MonkeyPox Isn’t Yet A Pandemic But It’s Already Impacting the Sex Lives of Single Americans
MonkeyPox cases are mounting across the globe, with a cumulative total of 257 laboratory-confirmed cases, and around 120 suspected cases, reported to the World Health Organization (as of May 26, 2022). Additionally, the UK has recently warned that people with MonkeyPox should abstain from sex (see article here). Due to this bit of new information, Glimpse sought to understand how concerned single and sexually active Americans are and will they put a pause on their sex lives due to fear of transmitting MonkeyPox?
In order to understand whether our results capture a relevant subset of US citizens and true US sentiment, we obtained a broad cross-section of demographics across 100 respondents (US citizens), including:
Age and Gender
How Worried Are People Overall?
Overall, Glimpse found — not surprisingly — that people felt negatively about sex after learning that MonkeyPox is transmitted sexually. Remarkably though, a full 80% of respondents felt this way, with a dominant of emotion of sadness, followed by fear and anger. (The feeling of sadness was twice as prevalent as fear or anger.)
When asked further whether their dating lives will be impacted by MonkeyPox’s emergence, 69% of respondents believe that it will negatively impact their dating and/or sex life and 42% of people feel negative about meeting new people and dating at this time. The main reason cited by respondents for this impact is fear. Given the small number of reported cases, this incipient fear and self-reported intention to change behavior is notable.
════════════════
**Problems to solve**:
A: Decide whether each statement agrees with the MonkeyPox article above. Answer yes or no for each, and quote the deciding words from the article.
(i) The survey drew on 100 respondents who were US citizens.
(ii) Fear was the feeling respondents reported most often.
(iii) More than half of respondents expect MonkeyPox to hurt their dating or sex life.
B: Please repeat a passage from the MonkeyPox article word for word. Begin at the words that have "Overall, Glimpse found" and stop after "behavior is notable.".
════════════════
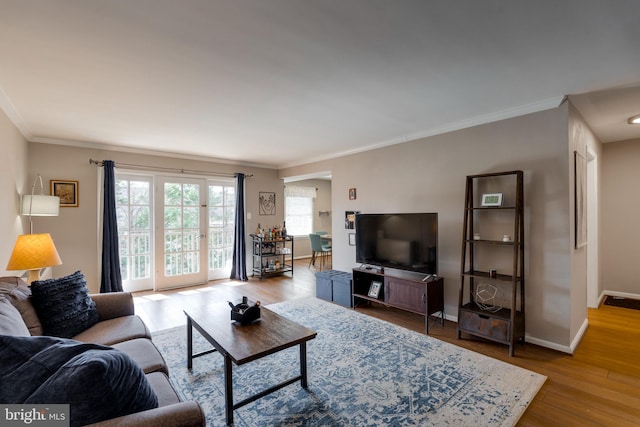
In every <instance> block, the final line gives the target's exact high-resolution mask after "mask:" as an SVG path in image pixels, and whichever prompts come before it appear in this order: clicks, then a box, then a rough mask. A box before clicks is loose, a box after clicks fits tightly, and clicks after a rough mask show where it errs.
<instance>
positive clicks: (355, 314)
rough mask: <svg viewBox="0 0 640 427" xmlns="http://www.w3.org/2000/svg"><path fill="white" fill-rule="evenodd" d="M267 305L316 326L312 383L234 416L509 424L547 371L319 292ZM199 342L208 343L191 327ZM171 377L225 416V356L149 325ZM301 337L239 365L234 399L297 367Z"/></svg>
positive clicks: (236, 419) (321, 420) (211, 417)
mask: <svg viewBox="0 0 640 427" xmlns="http://www.w3.org/2000/svg"><path fill="white" fill-rule="evenodd" d="M269 308H270V309H272V310H273V311H275V312H277V313H279V314H280V315H282V316H285V317H287V318H289V319H291V320H293V321H295V322H298V323H300V324H302V325H305V326H307V327H309V328H311V329H314V330H316V331H317V332H318V336H317V338H316V339H314V340H311V341H309V342H308V344H307V351H308V358H307V359H308V369H309V373H308V375H309V389H308V390H304V389H303V388H302V387H301V386H300V382H299V381H298V382H296V383H294V384H291V385H289V386H287V387H285V388H283V389H280V390H278V391H276V392H275V393H273V394H270V395H268V396H266V397H263V398H262V399H259V400H257V401H255V402H253V403H250V404H248V405H246V406H243V407H242V408H239V409H237V410H236V411H235V412H234V421H235V425H236V426H265V425H270V426H426V425H437V426H441V425H449V426H479V425H481V426H489V425H495V426H512V425H515V424H516V422H517V421H518V419H519V418H520V416H521V415H522V414H523V412H524V411H525V409H526V408H527V406H528V405H529V403H530V402H531V400H532V399H533V397H534V396H535V395H536V393H537V392H538V390H539V389H540V387H541V386H542V384H543V383H544V381H545V379H546V377H545V376H543V375H539V374H536V373H534V372H531V371H527V370H525V369H522V368H519V367H516V366H513V365H509V364H507V363H504V362H501V361H499V360H496V359H492V358H489V357H486V356H483V355H480V354H478V353H474V352H472V351H469V350H465V349H463V348H460V347H456V346H455V345H452V344H448V343H445V342H443V341H440V340H437V339H434V338H431V337H428V336H426V335H423V334H419V333H416V332H413V331H410V330H408V329H405V328H402V327H399V326H396V325H393V324H391V323H388V322H385V321H381V320H378V319H375V318H372V317H370V316H367V315H364V314H361V313H358V312H355V311H354V310H351V309H347V308H344V307H341V306H338V305H335V304H332V303H328V302H325V301H322V300H319V299H316V298H302V299H298V300H293V301H287V302H282V303H278V304H273V305H271V306H269ZM193 335H194V350H195V351H202V350H205V349H207V348H209V347H210V346H209V345H208V344H207V343H206V341H204V339H202V337H201V336H200V335H199V334H198V333H197V332H196V331H194V334H193ZM153 340H154V342H155V343H156V345H157V346H158V347H159V348H160V351H161V352H162V354H163V355H164V357H165V359H166V361H167V363H168V365H169V373H170V377H171V382H172V383H173V385H174V386H175V388H176V389H177V390H178V392H179V393H180V394H181V395H182V398H183V399H184V400H196V401H198V402H199V403H200V404H201V405H202V407H203V408H204V410H205V412H206V417H207V425H209V426H223V425H225V415H224V414H225V413H224V363H223V358H222V357H221V356H220V355H219V354H217V353H212V354H210V355H207V356H204V357H200V358H198V359H194V361H193V369H192V371H191V372H190V371H189V370H187V368H186V327H180V328H173V329H168V330H165V331H160V332H158V333H156V334H154V335H153ZM299 372H300V368H299V351H298V347H297V346H296V347H294V348H291V349H287V350H284V351H281V352H279V353H276V354H274V355H271V356H267V357H265V358H263V359H260V360H257V361H254V362H249V363H247V364H244V365H241V366H235V365H234V366H233V379H234V384H233V390H234V401H235V402H238V401H240V400H242V399H244V398H246V397H248V396H250V395H252V394H255V393H257V392H260V391H262V390H264V389H267V388H269V387H271V386H273V385H275V384H277V383H280V382H282V381H284V380H286V379H289V378H291V377H294V376H296V375H298V374H299Z"/></svg>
════════════════
**Results in order**:
A:
(i) Yes: "across 100 respondents (US citizens)"
(ii) No: "The feeling of sadness was twice as prevalent as fear or anger."
(iii) Yes: "69% of respondents believe that it will negatively impact their dating and/or sex life"

B:
Overall, Glimpse found — not surprisingly — that people felt negatively about sex after learning that MonkeyPox is transmitted sexually. Remarkably though, a full 80% of respondents felt this way, with a dominant of emotion of sadness, followed by fear and anger. (The feeling of sadness was twice as prevalent as fear or anger.)
When asked further whether their dating lives will be impacted by MonkeyPox’s emergence, 69% of respondents believe that it will negatively impact their dating and/or sex life and 42% of people feel negative about meeting new people and dating at this time. The main reason cited by respondents for this impact is fear. Given the small number of reported cases, this incipient fear and self-reported intention to change behavior is notable.